Restate word for word the lines of the entries below, starting with the line that holds "Each is formatted like [119, 365]." and ending with the line that holds "tree as a single dot per instance.", and no others.

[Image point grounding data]
------------------------------------
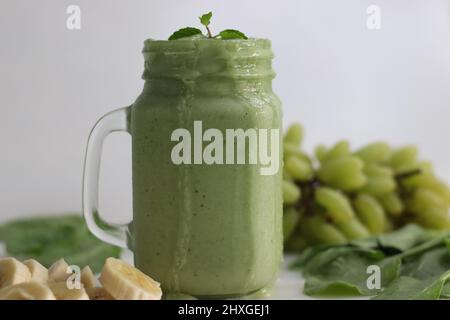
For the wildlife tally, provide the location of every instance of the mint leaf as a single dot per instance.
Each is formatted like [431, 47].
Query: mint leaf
[206, 19]
[184, 33]
[229, 34]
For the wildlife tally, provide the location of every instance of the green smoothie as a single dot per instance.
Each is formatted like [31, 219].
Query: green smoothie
[206, 229]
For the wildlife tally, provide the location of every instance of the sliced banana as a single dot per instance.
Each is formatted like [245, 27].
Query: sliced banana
[88, 278]
[59, 271]
[27, 291]
[98, 293]
[39, 273]
[125, 282]
[12, 272]
[63, 292]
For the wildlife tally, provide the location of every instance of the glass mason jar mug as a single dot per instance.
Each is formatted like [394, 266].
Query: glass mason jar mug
[206, 154]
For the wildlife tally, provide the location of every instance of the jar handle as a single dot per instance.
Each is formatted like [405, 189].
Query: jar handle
[114, 121]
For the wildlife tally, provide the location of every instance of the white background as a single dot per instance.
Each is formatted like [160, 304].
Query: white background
[338, 78]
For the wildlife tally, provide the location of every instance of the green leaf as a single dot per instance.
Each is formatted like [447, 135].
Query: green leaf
[48, 239]
[307, 254]
[343, 271]
[206, 19]
[409, 288]
[428, 265]
[405, 238]
[229, 34]
[185, 33]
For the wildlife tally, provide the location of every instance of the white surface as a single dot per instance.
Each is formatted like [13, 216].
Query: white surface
[333, 74]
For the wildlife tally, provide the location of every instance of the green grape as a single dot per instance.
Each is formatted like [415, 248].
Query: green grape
[290, 150]
[423, 199]
[343, 173]
[434, 218]
[296, 243]
[291, 193]
[378, 170]
[392, 203]
[339, 150]
[287, 175]
[321, 152]
[299, 169]
[336, 204]
[290, 220]
[378, 186]
[430, 209]
[403, 159]
[374, 152]
[371, 213]
[318, 231]
[353, 229]
[428, 181]
[294, 134]
[390, 226]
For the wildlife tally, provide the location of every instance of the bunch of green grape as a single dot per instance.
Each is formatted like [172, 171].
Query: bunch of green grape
[341, 195]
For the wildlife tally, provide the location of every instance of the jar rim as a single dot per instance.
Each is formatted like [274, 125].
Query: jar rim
[187, 44]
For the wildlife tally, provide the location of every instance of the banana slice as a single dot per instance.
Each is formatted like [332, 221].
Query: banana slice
[88, 278]
[27, 291]
[98, 293]
[125, 282]
[58, 272]
[62, 292]
[13, 272]
[39, 273]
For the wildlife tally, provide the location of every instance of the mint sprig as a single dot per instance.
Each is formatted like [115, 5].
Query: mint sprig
[184, 33]
[231, 34]
[205, 20]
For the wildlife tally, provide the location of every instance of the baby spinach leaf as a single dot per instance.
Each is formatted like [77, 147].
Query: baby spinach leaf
[409, 288]
[48, 239]
[404, 238]
[343, 271]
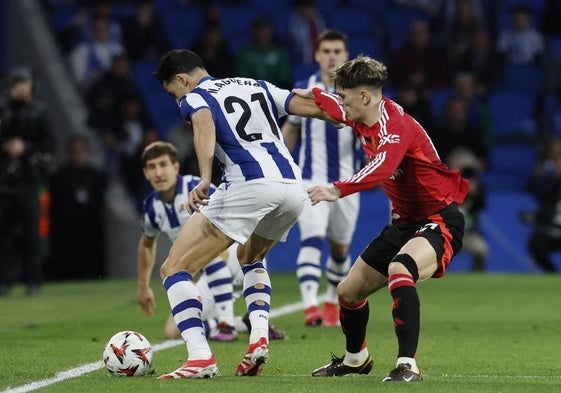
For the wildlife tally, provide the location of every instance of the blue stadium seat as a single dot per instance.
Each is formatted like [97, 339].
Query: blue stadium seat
[536, 6]
[377, 7]
[62, 15]
[236, 20]
[511, 114]
[327, 7]
[183, 25]
[505, 233]
[515, 159]
[270, 7]
[522, 78]
[397, 22]
[554, 47]
[162, 110]
[303, 71]
[143, 75]
[438, 99]
[352, 21]
[369, 46]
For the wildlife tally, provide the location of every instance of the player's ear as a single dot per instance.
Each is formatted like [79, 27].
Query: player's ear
[182, 78]
[365, 96]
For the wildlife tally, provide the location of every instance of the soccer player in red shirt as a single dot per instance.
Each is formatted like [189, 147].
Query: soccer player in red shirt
[426, 227]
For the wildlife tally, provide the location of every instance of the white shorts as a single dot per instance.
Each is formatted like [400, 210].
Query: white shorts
[268, 209]
[336, 220]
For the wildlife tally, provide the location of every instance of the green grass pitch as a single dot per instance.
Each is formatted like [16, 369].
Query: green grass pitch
[479, 333]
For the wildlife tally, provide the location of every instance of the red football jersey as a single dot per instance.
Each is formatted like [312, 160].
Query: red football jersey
[402, 160]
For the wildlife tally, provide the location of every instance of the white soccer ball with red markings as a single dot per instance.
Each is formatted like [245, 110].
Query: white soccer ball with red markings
[128, 354]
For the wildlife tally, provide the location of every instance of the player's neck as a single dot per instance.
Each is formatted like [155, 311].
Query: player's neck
[327, 81]
[372, 112]
[167, 196]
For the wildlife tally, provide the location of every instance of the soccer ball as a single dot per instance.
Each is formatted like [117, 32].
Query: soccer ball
[128, 354]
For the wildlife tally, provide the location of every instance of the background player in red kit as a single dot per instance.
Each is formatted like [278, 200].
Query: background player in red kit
[426, 228]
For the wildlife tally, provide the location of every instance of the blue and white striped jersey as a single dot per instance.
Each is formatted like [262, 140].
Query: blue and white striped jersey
[168, 218]
[249, 143]
[326, 153]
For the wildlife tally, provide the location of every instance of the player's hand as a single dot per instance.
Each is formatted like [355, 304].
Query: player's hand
[304, 93]
[320, 193]
[147, 301]
[198, 196]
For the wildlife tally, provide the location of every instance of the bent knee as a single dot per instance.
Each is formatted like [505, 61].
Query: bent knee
[348, 294]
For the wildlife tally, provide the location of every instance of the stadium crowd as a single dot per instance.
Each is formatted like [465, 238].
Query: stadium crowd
[481, 75]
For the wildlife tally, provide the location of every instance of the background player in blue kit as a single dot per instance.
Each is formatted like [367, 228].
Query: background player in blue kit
[165, 211]
[262, 195]
[326, 154]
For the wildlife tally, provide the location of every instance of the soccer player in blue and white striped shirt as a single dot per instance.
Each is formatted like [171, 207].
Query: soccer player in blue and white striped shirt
[326, 154]
[236, 120]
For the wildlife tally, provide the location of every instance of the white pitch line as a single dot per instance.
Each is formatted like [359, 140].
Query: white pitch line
[87, 368]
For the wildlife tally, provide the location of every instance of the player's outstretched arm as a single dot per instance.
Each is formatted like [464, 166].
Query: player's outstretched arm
[306, 107]
[204, 141]
[321, 193]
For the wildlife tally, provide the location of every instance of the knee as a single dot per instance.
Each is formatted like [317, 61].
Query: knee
[241, 254]
[347, 295]
[165, 270]
[404, 264]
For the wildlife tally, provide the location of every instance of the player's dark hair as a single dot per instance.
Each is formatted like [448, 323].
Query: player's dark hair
[331, 35]
[177, 61]
[158, 149]
[360, 71]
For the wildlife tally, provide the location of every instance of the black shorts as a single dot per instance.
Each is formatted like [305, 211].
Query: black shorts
[444, 230]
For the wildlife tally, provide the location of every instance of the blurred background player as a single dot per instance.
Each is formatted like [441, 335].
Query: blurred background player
[161, 169]
[325, 155]
[165, 211]
[474, 241]
[26, 149]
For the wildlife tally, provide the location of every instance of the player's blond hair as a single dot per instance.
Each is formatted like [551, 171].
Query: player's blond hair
[360, 71]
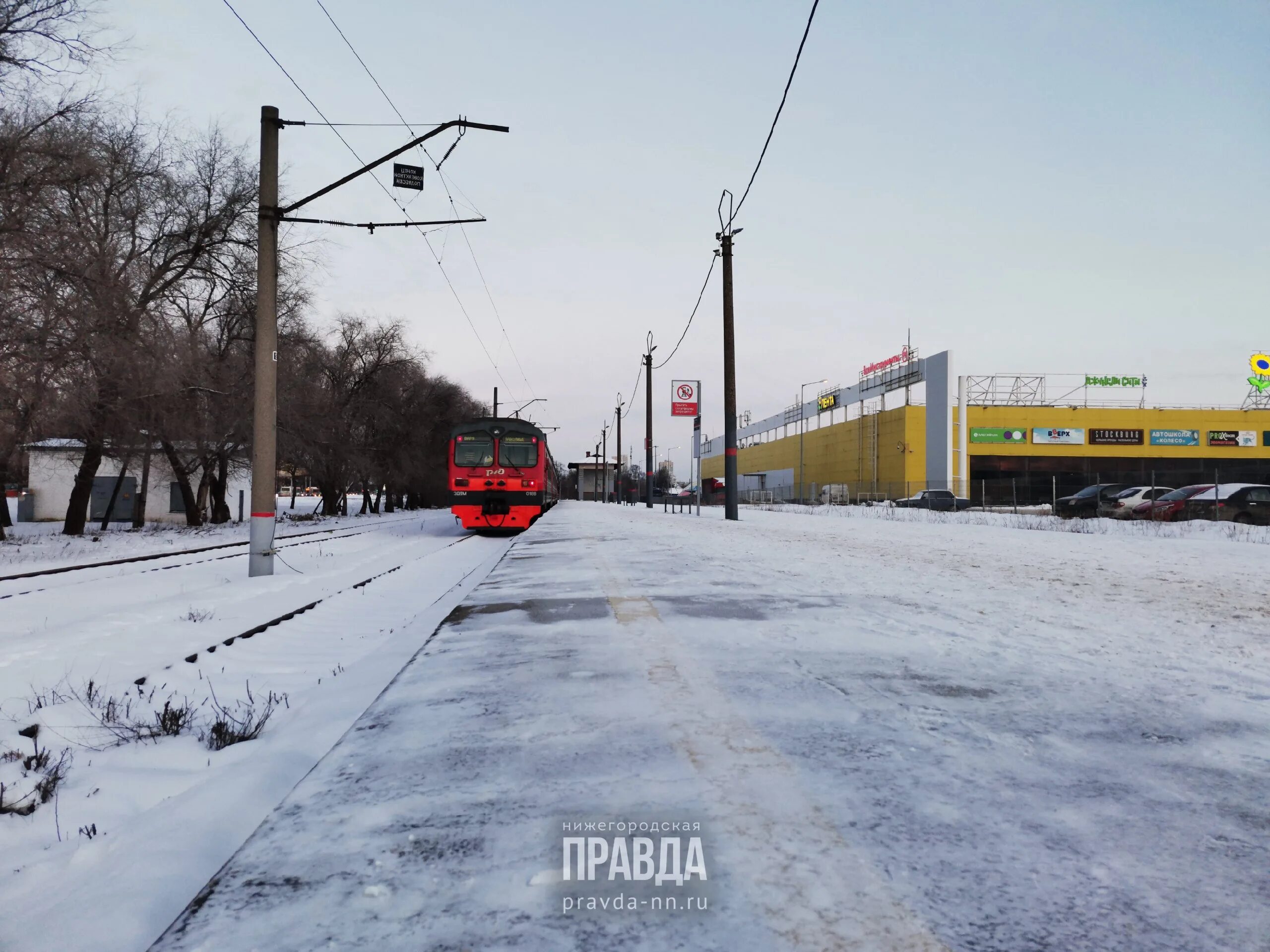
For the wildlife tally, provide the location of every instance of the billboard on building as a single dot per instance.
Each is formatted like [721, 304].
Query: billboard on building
[1115, 438]
[1232, 438]
[997, 434]
[1175, 438]
[1060, 434]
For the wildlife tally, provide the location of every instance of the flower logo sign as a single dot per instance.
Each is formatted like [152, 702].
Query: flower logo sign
[1260, 377]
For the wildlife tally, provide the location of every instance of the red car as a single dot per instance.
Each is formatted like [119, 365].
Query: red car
[1171, 506]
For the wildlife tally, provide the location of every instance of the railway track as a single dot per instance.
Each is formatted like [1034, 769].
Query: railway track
[287, 616]
[346, 532]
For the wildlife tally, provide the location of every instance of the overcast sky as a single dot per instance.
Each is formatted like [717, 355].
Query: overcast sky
[1064, 187]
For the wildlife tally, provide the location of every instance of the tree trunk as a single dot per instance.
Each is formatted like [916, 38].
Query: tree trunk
[5, 520]
[205, 483]
[329, 502]
[139, 506]
[219, 486]
[115, 492]
[187, 494]
[76, 509]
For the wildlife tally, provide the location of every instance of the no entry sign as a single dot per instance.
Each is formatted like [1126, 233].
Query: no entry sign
[684, 398]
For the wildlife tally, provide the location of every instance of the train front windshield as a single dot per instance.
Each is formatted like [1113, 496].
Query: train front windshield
[515, 450]
[474, 450]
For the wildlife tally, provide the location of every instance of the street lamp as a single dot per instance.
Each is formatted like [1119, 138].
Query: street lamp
[802, 427]
[667, 457]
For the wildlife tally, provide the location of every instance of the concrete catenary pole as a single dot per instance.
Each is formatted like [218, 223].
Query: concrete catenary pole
[729, 385]
[619, 445]
[264, 433]
[963, 437]
[648, 428]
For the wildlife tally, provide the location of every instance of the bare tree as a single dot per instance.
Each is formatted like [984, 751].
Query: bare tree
[44, 39]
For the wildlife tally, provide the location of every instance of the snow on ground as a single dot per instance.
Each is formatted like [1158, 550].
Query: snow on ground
[897, 734]
[31, 546]
[168, 813]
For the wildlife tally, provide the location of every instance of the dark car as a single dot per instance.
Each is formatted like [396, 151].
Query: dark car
[1171, 506]
[1231, 502]
[1085, 503]
[942, 499]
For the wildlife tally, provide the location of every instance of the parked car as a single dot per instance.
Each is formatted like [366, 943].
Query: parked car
[1122, 504]
[1231, 502]
[934, 499]
[1170, 506]
[836, 494]
[1085, 504]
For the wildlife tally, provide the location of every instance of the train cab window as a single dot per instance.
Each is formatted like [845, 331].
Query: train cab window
[517, 450]
[474, 450]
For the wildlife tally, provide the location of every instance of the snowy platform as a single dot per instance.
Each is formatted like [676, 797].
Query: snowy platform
[894, 735]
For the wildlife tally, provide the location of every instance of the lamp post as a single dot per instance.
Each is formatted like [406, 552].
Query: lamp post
[802, 427]
[667, 457]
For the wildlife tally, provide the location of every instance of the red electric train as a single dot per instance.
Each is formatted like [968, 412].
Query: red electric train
[502, 475]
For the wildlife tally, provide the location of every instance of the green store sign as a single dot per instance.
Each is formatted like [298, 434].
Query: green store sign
[1095, 381]
[997, 434]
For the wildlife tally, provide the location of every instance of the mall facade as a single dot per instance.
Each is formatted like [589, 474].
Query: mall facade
[1026, 438]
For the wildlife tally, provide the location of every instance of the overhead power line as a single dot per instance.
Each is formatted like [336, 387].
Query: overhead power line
[702, 293]
[631, 404]
[391, 197]
[776, 119]
[436, 164]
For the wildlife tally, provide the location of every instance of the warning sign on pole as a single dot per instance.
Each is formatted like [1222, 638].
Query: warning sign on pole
[684, 398]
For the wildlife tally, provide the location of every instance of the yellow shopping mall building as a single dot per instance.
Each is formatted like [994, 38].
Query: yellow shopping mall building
[1030, 452]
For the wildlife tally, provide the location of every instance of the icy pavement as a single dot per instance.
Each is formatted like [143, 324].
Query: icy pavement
[893, 737]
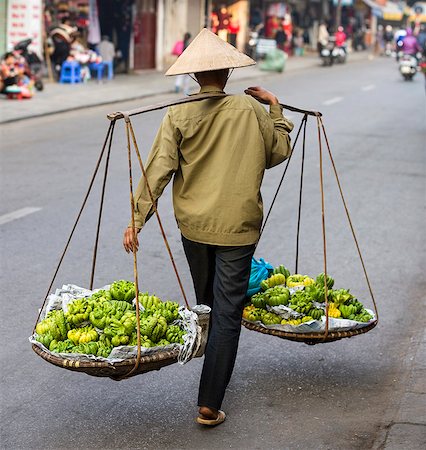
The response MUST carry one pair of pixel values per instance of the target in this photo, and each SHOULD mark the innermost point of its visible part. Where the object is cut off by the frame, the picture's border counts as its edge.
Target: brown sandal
(212, 422)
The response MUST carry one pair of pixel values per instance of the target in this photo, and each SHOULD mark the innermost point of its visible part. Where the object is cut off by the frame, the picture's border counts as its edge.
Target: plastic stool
(98, 68)
(70, 72)
(110, 66)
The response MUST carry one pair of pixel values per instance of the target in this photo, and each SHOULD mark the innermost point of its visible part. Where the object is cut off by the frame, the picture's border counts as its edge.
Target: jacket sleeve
(162, 163)
(275, 129)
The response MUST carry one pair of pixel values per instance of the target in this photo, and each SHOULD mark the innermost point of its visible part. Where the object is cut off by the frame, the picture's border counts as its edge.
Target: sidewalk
(57, 98)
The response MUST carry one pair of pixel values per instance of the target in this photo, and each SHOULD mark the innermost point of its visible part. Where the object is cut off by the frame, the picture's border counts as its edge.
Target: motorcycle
(34, 65)
(408, 66)
(332, 53)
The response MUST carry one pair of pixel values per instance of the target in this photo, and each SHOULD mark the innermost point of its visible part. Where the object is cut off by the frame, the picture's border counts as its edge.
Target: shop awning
(391, 11)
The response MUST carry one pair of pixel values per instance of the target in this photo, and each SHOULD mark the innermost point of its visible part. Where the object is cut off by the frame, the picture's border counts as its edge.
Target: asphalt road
(283, 395)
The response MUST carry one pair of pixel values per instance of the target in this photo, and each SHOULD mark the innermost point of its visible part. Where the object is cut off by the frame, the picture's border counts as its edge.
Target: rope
(154, 206)
(349, 217)
(95, 248)
(108, 136)
(281, 181)
(192, 98)
(300, 195)
(324, 241)
(134, 250)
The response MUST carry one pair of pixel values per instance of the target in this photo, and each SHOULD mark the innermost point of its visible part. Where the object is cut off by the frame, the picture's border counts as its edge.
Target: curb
(313, 62)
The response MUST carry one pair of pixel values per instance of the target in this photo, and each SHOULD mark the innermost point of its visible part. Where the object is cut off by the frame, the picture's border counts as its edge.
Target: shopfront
(229, 20)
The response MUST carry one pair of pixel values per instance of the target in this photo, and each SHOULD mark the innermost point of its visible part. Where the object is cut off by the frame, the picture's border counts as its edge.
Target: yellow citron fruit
(333, 311)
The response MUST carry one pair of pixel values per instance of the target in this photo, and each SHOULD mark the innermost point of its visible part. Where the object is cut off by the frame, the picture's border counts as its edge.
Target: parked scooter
(331, 53)
(34, 65)
(408, 66)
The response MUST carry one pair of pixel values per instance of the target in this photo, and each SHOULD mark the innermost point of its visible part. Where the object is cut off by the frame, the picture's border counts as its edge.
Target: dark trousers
(220, 275)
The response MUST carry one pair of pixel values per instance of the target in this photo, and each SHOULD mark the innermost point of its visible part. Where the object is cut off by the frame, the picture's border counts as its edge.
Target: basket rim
(61, 361)
(309, 337)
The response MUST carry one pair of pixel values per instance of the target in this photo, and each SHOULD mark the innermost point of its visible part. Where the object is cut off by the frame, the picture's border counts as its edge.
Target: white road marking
(332, 101)
(17, 214)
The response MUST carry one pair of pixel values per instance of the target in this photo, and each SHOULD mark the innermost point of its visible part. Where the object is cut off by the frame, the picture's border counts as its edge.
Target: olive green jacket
(217, 150)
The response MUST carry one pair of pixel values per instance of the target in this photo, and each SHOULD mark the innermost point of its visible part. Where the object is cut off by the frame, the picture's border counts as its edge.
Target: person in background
(340, 37)
(421, 39)
(62, 37)
(379, 44)
(280, 36)
(219, 212)
(298, 42)
(106, 51)
(388, 40)
(410, 46)
(182, 81)
(11, 74)
(323, 36)
(233, 29)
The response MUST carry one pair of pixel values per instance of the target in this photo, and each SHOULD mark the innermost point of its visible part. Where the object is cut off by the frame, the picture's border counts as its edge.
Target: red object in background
(144, 30)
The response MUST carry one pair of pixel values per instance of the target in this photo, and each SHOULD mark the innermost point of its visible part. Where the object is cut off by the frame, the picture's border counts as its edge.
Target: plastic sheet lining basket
(326, 334)
(160, 358)
(120, 370)
(309, 338)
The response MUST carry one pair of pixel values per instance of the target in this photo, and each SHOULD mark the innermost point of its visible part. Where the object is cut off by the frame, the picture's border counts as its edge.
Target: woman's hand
(130, 239)
(262, 95)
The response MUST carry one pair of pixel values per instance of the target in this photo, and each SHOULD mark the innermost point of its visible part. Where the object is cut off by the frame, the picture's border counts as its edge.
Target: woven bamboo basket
(309, 338)
(130, 367)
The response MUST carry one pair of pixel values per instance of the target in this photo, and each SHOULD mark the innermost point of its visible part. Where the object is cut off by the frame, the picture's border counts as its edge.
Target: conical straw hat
(208, 52)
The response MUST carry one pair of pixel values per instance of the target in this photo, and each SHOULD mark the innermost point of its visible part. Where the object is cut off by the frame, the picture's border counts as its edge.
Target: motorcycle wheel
(39, 85)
------------------------------------
**Final answer**
Each is formatted like [119, 365].
Query: red car
[1171, 506]
For the wildlife tally, provide the location of every instance of the railway track as a single dot per instance.
Each is formatted like [1034, 769].
Query: railway track
[287, 616]
[346, 532]
For the wildlife tally, provide the location of every instance of the overcast sky as a single dot per instance.
Each is formatted like [717, 355].
Query: overcast sky
[1064, 187]
For the wildlife tally, provide the location of every instance of the tree trunk as a single dot per instance.
Each is formatted like [916, 38].
Query: tree trunk
[5, 520]
[205, 483]
[329, 502]
[139, 506]
[219, 486]
[115, 492]
[187, 494]
[76, 509]
For the wildlife tally, provide the location of every instance of the no entry sign as a single dot per instance.
Each is formatted like [1126, 233].
Query: no entry sign
[684, 398]
For the wildlife tally, provide the location of every instance of the train front windshield as a single dot per instance.
Each is formatted like [1113, 496].
Query: train front windshield
[515, 450]
[474, 450]
For the wildlife tally, provide the location of every instance of the street lamp as a single dot per instance.
Each is formatted like [1119, 138].
Query: street lamp
[802, 427]
[667, 457]
For the wildlife tally, provide the location of every instance of the concrete catenary pole as a single dot per instance.
Each is formatted like [218, 223].
Query: concrete catenary pole
[729, 385]
[619, 445]
[264, 433]
[963, 437]
[648, 428]
For the wildlife tally, provide the location of every instance of the bare tree as a single dot per instance.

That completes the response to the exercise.